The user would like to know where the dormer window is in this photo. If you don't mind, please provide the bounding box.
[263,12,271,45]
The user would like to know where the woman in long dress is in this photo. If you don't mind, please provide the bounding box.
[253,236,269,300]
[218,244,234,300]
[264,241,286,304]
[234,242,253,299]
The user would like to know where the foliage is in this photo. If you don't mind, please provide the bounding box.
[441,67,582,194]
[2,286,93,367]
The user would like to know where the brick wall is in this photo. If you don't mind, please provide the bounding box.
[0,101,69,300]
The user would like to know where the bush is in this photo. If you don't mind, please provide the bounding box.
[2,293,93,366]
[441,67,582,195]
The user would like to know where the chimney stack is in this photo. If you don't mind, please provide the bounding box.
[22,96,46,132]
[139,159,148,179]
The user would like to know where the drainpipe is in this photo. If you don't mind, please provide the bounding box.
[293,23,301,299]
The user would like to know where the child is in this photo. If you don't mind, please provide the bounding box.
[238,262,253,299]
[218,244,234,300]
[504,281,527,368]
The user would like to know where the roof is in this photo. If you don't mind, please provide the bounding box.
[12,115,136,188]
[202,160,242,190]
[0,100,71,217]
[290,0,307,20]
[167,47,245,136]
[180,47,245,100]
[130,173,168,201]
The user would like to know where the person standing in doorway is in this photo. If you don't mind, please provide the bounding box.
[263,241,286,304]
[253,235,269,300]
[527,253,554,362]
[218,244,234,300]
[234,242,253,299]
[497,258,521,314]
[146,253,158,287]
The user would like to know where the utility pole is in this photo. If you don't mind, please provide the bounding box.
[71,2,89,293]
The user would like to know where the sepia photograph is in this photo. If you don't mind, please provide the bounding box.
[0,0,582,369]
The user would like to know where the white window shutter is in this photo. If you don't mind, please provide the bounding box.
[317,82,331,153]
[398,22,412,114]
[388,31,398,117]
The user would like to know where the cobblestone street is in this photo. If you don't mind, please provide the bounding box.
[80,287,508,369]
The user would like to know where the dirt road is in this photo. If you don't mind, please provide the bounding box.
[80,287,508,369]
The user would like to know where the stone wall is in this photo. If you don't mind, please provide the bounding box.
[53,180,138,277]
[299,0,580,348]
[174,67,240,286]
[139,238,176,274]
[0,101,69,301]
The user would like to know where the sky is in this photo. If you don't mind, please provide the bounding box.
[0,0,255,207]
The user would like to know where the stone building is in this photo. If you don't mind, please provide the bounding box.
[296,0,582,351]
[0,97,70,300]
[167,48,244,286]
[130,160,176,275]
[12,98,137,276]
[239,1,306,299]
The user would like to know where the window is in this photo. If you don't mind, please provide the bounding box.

◆ ◆ ◆ ◆

Exercise goal:
Count the lines in the items above that contain the string "window". Case counts, and the reply should be the number only.

Solution:
3